- _Your goal_
Display every line in the entries below that contains the word "beanie", copying each line in full.
◆ ◆ ◆
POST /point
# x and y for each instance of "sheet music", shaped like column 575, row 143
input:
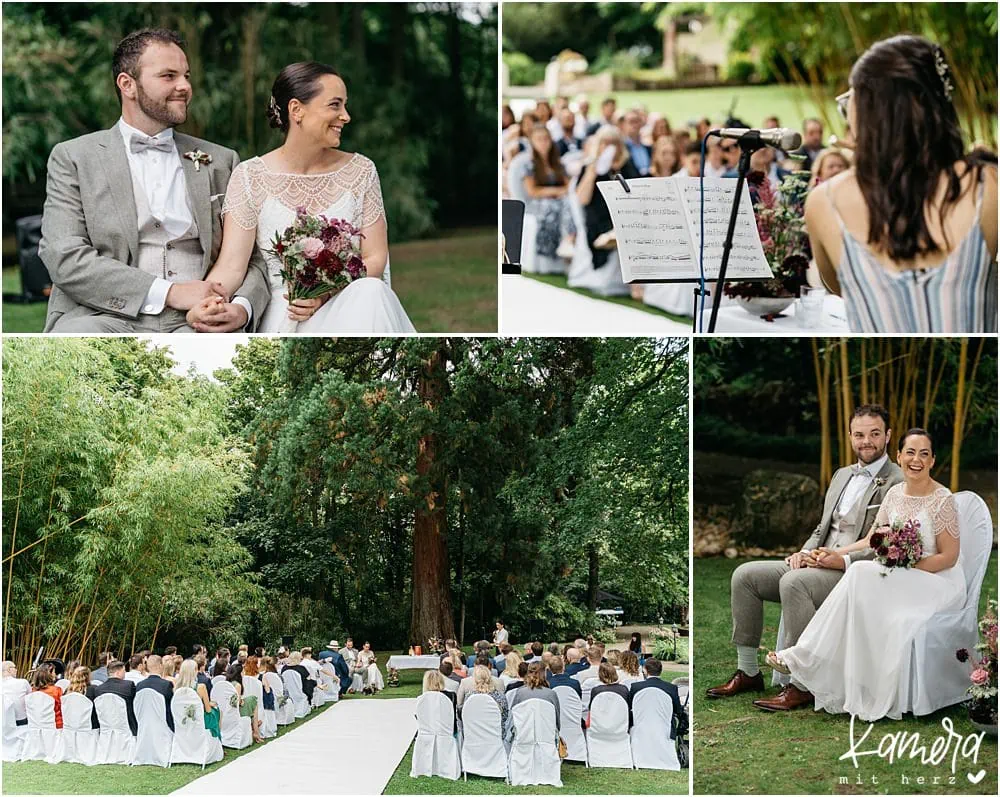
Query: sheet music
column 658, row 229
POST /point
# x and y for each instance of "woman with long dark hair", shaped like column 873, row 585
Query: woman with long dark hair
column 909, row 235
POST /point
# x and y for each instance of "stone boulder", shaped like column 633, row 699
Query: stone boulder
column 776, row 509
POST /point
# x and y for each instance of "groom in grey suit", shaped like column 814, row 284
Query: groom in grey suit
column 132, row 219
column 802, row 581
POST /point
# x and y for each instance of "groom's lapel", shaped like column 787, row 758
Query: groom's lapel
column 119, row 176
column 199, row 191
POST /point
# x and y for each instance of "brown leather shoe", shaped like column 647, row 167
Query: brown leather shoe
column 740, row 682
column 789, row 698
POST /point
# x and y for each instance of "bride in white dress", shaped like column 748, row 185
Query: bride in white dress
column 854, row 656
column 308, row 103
◆ ◆ ◆
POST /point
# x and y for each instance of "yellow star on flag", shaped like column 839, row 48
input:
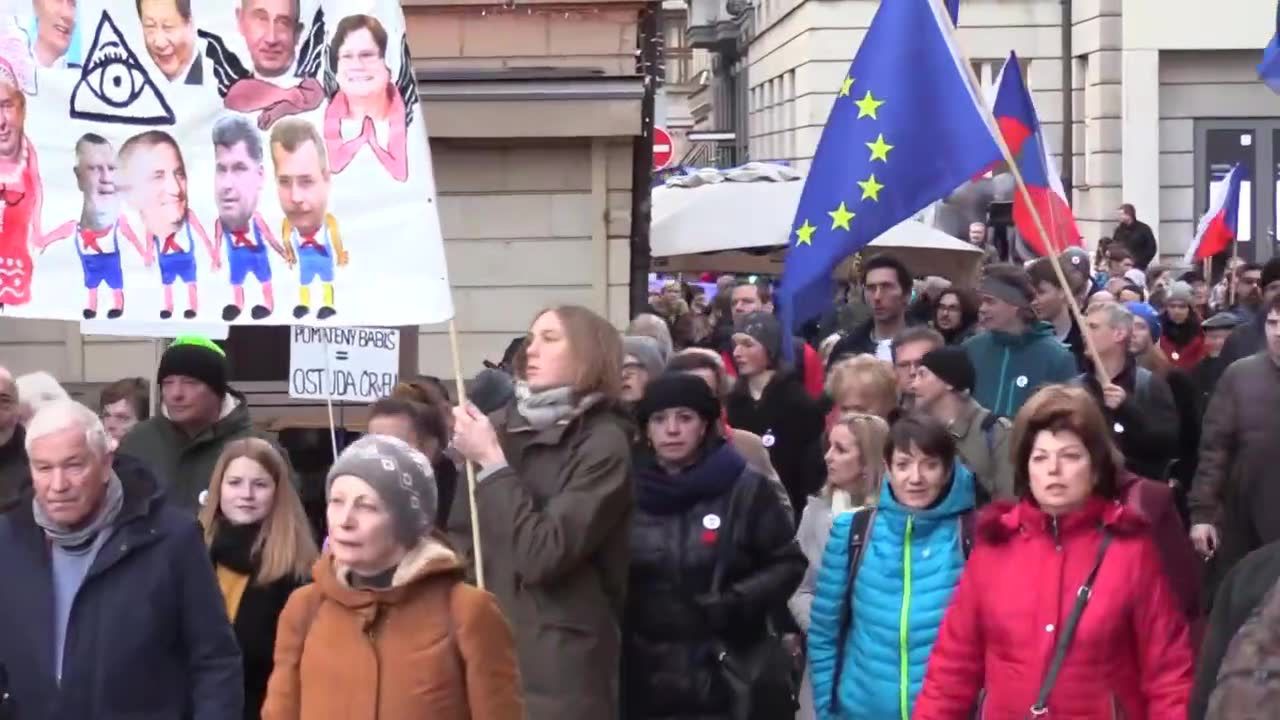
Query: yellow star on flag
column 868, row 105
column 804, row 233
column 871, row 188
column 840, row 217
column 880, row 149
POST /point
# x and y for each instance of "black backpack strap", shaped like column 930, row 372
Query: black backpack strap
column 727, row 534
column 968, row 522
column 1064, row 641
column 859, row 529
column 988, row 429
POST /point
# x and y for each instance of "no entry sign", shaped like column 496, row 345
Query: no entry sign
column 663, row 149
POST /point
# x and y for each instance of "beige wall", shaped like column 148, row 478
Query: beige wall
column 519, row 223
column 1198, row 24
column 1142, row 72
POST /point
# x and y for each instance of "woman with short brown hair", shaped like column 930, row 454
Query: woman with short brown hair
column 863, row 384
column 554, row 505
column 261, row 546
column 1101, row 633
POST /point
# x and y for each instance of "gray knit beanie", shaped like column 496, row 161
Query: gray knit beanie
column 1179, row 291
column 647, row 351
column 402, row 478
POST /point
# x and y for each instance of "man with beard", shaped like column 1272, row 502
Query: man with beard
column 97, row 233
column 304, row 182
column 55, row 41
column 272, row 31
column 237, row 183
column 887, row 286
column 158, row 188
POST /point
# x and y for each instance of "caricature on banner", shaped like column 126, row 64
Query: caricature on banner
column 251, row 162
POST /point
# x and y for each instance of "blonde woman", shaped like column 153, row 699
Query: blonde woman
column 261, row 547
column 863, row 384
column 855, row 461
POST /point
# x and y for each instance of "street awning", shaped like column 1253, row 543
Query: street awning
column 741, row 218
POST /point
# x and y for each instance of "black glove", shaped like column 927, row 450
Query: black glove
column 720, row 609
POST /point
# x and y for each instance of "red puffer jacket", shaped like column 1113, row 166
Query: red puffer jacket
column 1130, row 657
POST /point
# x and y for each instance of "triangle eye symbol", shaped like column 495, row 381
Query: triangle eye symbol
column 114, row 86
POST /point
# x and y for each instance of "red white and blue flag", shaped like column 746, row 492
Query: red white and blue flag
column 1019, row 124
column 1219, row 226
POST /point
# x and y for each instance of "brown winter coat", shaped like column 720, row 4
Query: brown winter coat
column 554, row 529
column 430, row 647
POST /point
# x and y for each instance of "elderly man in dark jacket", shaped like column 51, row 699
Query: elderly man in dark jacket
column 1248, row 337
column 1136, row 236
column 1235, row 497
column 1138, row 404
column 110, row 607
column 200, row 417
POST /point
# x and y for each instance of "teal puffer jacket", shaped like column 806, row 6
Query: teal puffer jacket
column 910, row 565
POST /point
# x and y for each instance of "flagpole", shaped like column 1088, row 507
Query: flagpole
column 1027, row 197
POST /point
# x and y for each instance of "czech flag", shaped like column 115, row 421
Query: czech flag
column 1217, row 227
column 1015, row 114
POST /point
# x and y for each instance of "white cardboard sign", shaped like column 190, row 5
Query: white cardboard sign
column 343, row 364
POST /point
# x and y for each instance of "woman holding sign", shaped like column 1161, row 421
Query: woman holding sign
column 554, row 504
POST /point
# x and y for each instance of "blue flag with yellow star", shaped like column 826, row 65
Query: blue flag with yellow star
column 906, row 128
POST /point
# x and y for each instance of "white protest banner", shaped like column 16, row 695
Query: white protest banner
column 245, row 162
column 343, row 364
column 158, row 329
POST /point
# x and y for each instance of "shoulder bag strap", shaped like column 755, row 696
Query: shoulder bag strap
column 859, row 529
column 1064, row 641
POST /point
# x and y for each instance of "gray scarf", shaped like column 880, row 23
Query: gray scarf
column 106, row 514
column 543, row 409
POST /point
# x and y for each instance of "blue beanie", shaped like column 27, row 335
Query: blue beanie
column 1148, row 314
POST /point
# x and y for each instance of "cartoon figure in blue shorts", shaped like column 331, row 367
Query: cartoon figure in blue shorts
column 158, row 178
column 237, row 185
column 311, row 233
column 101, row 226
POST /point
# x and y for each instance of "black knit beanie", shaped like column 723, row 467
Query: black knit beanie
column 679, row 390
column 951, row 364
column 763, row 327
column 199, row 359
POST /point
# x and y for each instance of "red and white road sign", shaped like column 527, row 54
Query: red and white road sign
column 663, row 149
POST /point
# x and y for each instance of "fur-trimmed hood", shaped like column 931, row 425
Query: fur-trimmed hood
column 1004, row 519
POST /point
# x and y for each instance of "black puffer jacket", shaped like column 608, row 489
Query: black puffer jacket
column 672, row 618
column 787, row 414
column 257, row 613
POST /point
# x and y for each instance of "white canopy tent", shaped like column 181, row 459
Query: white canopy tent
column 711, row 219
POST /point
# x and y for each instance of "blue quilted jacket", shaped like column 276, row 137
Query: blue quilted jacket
◆ ◆ ◆
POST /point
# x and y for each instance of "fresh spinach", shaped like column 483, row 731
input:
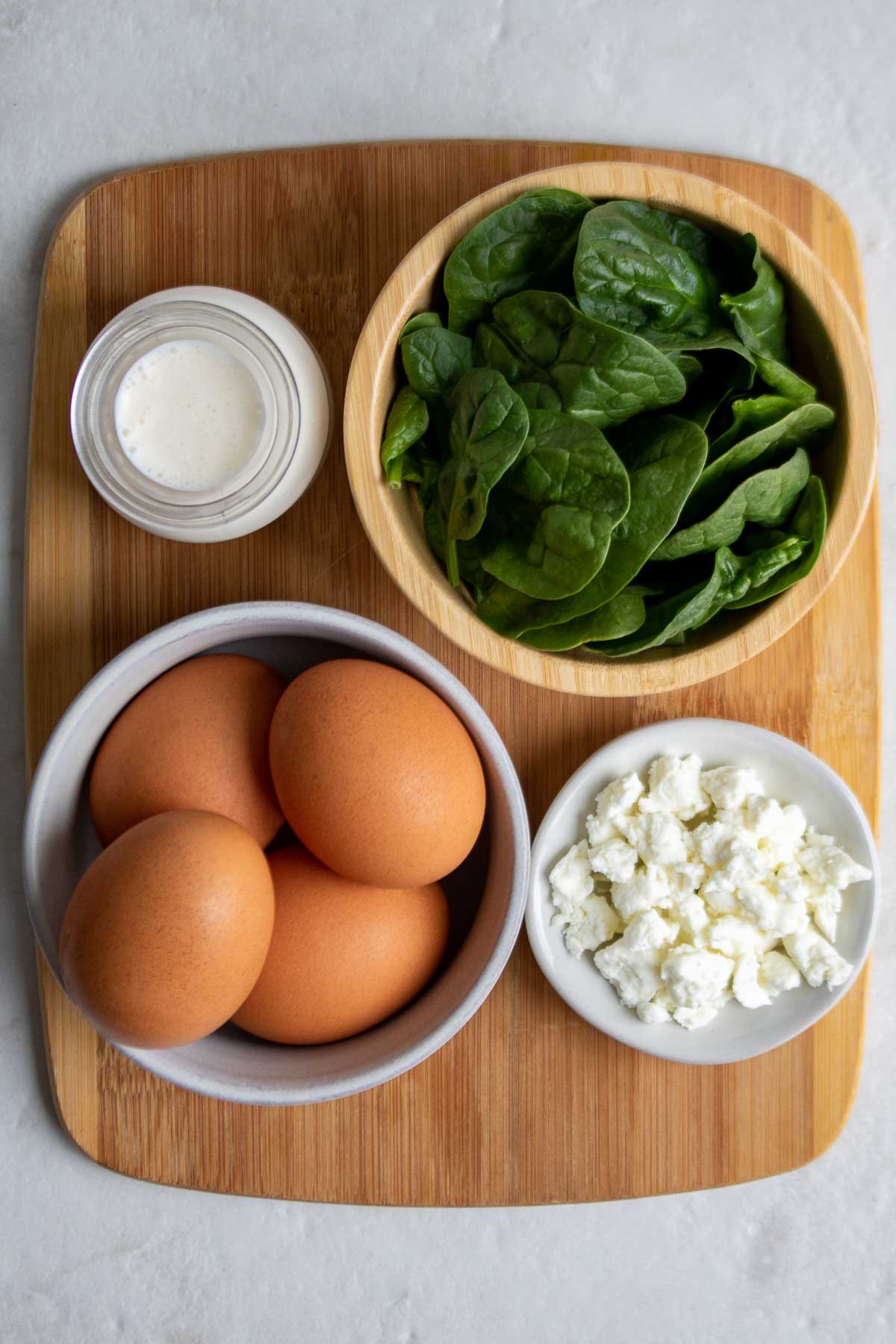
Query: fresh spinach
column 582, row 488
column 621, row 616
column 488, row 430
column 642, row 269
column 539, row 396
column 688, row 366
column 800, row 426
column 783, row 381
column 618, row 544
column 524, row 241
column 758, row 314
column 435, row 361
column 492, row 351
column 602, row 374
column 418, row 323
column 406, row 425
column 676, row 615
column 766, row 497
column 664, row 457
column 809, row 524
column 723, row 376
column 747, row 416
◆ ◆ ◆
- _Worked solution_
# x and y for each instance of "gray knit beanie", shaped like column 496, row 161
Query: gray knit beanie
# x and y for each instance of "blue beanie", shaped like column 27, row 335
Query: blue beanie
# x and y for each instance of "black knit beanie", shaped like column 723, row 467
Query: black knit beanie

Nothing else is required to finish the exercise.